Data listing
============
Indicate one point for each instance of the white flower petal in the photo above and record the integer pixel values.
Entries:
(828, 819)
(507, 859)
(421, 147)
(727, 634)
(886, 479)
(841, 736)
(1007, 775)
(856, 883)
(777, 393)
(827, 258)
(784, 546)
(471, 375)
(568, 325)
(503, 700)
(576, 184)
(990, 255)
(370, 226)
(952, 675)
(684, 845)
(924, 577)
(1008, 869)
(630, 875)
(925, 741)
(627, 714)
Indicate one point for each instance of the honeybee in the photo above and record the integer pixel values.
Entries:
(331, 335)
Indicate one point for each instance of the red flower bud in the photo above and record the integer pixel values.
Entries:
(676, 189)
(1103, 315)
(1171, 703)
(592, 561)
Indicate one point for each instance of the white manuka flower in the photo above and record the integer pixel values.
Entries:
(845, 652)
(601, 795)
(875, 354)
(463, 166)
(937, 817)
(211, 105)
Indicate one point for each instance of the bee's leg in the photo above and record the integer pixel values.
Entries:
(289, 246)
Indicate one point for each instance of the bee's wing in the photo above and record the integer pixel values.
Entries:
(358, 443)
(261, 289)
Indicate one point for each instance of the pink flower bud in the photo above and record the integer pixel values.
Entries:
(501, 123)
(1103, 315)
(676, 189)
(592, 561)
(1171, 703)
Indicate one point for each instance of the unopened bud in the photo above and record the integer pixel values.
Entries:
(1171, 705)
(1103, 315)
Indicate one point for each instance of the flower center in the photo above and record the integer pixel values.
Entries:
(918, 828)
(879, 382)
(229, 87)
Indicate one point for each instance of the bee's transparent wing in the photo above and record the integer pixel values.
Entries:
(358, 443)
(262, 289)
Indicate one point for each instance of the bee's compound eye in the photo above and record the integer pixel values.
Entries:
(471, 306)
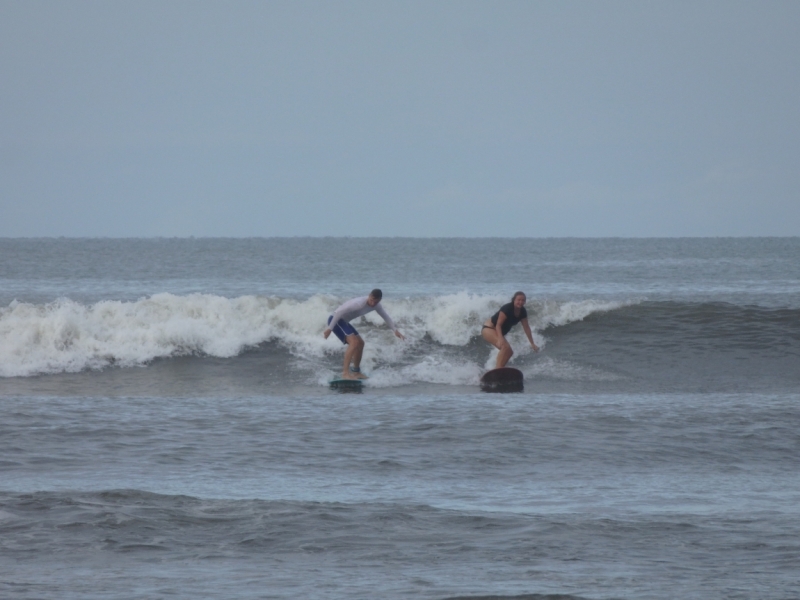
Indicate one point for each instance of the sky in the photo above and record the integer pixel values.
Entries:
(421, 119)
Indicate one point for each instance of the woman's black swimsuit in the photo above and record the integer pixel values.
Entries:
(511, 318)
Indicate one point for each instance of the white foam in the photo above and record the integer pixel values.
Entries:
(66, 336)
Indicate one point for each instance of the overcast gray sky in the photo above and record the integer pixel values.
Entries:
(173, 118)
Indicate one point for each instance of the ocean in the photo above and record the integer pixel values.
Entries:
(167, 429)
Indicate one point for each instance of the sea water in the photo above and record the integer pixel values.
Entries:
(166, 428)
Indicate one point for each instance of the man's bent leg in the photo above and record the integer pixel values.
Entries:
(353, 343)
(357, 358)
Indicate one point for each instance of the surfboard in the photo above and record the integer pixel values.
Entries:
(504, 379)
(350, 385)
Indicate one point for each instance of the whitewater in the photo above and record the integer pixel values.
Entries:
(167, 428)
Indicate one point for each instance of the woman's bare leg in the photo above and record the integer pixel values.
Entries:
(505, 354)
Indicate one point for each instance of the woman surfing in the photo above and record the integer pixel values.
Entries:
(497, 327)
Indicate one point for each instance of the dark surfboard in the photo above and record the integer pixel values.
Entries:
(504, 379)
(346, 385)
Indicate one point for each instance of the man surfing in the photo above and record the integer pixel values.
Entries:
(339, 323)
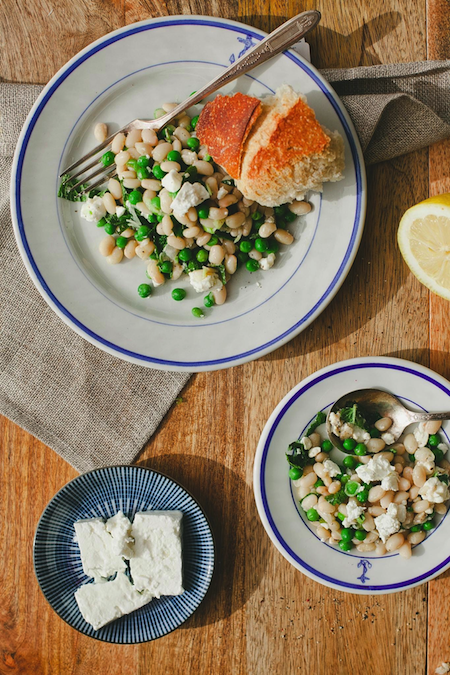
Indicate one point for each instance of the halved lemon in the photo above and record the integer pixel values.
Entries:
(424, 241)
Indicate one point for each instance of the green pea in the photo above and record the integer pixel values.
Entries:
(143, 161)
(108, 158)
(121, 242)
(347, 534)
(132, 164)
(349, 462)
(174, 156)
(203, 212)
(252, 265)
(185, 255)
(349, 443)
(142, 173)
(135, 197)
(202, 255)
(295, 473)
(312, 515)
(351, 488)
(166, 267)
(345, 545)
(245, 246)
(144, 290)
(158, 172)
(193, 143)
(178, 294)
(261, 245)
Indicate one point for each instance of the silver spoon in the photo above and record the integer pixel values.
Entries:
(386, 405)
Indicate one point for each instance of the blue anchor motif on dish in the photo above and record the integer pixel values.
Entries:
(366, 565)
(247, 41)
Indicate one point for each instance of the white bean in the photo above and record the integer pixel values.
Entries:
(107, 245)
(101, 132)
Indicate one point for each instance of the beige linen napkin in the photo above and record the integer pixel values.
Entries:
(95, 409)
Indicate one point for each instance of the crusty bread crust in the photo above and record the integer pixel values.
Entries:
(288, 152)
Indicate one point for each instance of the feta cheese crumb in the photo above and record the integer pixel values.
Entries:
(331, 468)
(93, 209)
(421, 435)
(204, 279)
(190, 194)
(172, 181)
(354, 510)
(434, 491)
(389, 523)
(267, 263)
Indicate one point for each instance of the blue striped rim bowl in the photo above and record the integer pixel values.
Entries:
(127, 74)
(101, 493)
(420, 389)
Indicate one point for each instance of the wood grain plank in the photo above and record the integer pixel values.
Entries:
(438, 32)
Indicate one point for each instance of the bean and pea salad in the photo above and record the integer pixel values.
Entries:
(382, 496)
(171, 206)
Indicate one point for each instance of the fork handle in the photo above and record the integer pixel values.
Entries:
(276, 42)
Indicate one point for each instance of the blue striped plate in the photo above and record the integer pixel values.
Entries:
============
PROBLEM TO SOLVE
Transcribe all entries above exactly. Drop the pictures.

SOLUTION BELOW
Indicate one point for each instance of the white flower petal in the photo above and record the integer pixel values.
Entries:
(828, 819)
(507, 859)
(421, 147)
(727, 634)
(886, 479)
(841, 736)
(1007, 775)
(856, 883)
(777, 393)
(827, 258)
(784, 546)
(471, 375)
(568, 325)
(503, 700)
(576, 184)
(990, 255)
(370, 226)
(952, 675)
(684, 845)
(924, 577)
(1008, 869)
(630, 875)
(925, 741)
(627, 714)
Indicate one point for each instance of the honeybee in the photo above and record the integer pixel values.
Entries:
(331, 335)
Indicate one point for each instance of the red flower bud in the photo above and record the integer pixel values.
Entries:
(676, 189)
(1103, 315)
(1171, 703)
(592, 561)
Indicate one point for each instance of the white manuka flower in the photo above and record the integer pixel values.
Entries:
(845, 652)
(601, 795)
(875, 354)
(463, 166)
(937, 817)
(211, 105)
Indicate one point for each instance of the bee's leg in the photo above and record the integer pixel values.
Entries:
(289, 246)
Indicate one point for each instance of the bee's wing in the photo above and record the integer pixel values.
Entries:
(358, 443)
(261, 289)
Indicate one point for each instance of the pink flower bud in the photo above and record the integer pixel values.
Entries:
(501, 123)
(1103, 315)
(676, 189)
(592, 561)
(1171, 703)
Indicate one point for each instance of the unopened bud in the photo above and record the integer pixel values.
Entries:
(1171, 705)
(1103, 315)
Indicate one point for each instance of the flower center in the photo above and record the integer pixel values.
Entries:
(918, 828)
(879, 382)
(229, 87)
Indicate one point for each instance of the bee's transparent wing in the photo above and record the integer pixel values.
Entries:
(358, 443)
(262, 289)
Indicate one point for each instance of the bee's compound eye in the photo above and record the integer pixel values.
Entries:
(471, 306)
Indicate one point for each instance of the sky in the photo above and record the integer pixel values.
Entries:
(421, 119)
Indicate one point for each instance of the woman's black swimsuit in the photo above and record the integer pixel values.
Entries:
(511, 318)
Indicate one point for each instance of the white foam in the photo above and record the integer pixel values.
Entries:
(66, 336)
Indicate one point for each instance of the overcast gray sky in the photo above and record the integer pixel values.
Entries:
(173, 118)
Indicate one point for each instance of the ocean in the photo above and record the integer pixel values.
Entries:
(167, 429)
Indicate one point for each instance of the sea water in the photo above and record the integer pixel values.
Entries:
(166, 428)
Indicate one point for each instance of the man's bent leg in the photo above and record the integer pixel values.
Entries:
(353, 343)
(357, 358)
Indicate one point for each instance of the surfboard in the photo above and record the integer pixel values.
Entries:
(504, 379)
(350, 385)
Indicate one point for each instance of the whitewater in the photo above and record the integer pixel values.
Entries:
(167, 428)
Indicate one point for each instance of the woman's bare leg in the photo above and record the integer pixel values.
Entries:
(505, 354)
Indicate one point for each instance of the woman surfing in the photo above and record the integer pixel values.
Entries:
(497, 327)
Indicate one point for each instance of the dark surfboard in the photo above and record the integer pixel values.
Entries:
(504, 379)
(346, 385)
Indicate one point for each instance of the man surfing in the photo above and record the integer pixel values.
Entries:
(339, 323)
Indicate one point for each instance of the halved lemon in the photo above and record the integer pixel values.
Entries:
(424, 241)
Indicate one point for each instance of the green pea in the photo above and record the integer pixel values.
Entries:
(143, 161)
(108, 158)
(121, 242)
(347, 534)
(132, 164)
(349, 462)
(174, 156)
(203, 212)
(252, 265)
(185, 255)
(349, 443)
(142, 173)
(135, 197)
(202, 255)
(295, 473)
(312, 515)
(351, 488)
(166, 267)
(345, 545)
(245, 246)
(144, 290)
(158, 172)
(193, 143)
(178, 294)
(261, 245)
Indicate one point for each instance of the silver spoon in the photo above and record the integer pixel values.
Entries:
(386, 405)
Indicate one point for each instance of the blue anchor motif on dish in the photo above and record the integer pixel values.
Entries:
(366, 565)
(247, 41)
Indicate one point for each instance of the white bean in the photo above and record the integer pixel values.
Entries:
(107, 245)
(101, 132)
Indicate one point for each instance of the beige linen napkin in the photo above and record the integer pixel values.
Entries:
(95, 409)
Indicate one point for each instance of the crusty bread crust in the photo above and record the integer pixel values.
Entries:
(288, 152)
Indicate one point for each instance of the feta cheese crumb in the photo above and record the integer pixel values.
Entries:
(331, 468)
(93, 209)
(421, 435)
(204, 279)
(190, 194)
(172, 181)
(354, 510)
(434, 491)
(389, 523)
(267, 263)
Indicate one point for each instance of the blue striped rim bowl in the photo above and record the integer pixel values.
Entries:
(127, 74)
(101, 493)
(420, 389)
Indicate one point for each instance of the wood grain plank in the photo above and record the integer pixel values.
Entries:
(438, 32)
Indicate one point for each instance of the bean and pea salad in the photo above and record the integer pixel values.
Entries:
(382, 496)
(171, 206)
Indicate one point for each instance of the fork handle in the photo above and record the integer pixel values.
Entries:
(276, 42)
Indicate one point for each instance of the blue striped plate in the photo above and record the integer pixel values.
Entries:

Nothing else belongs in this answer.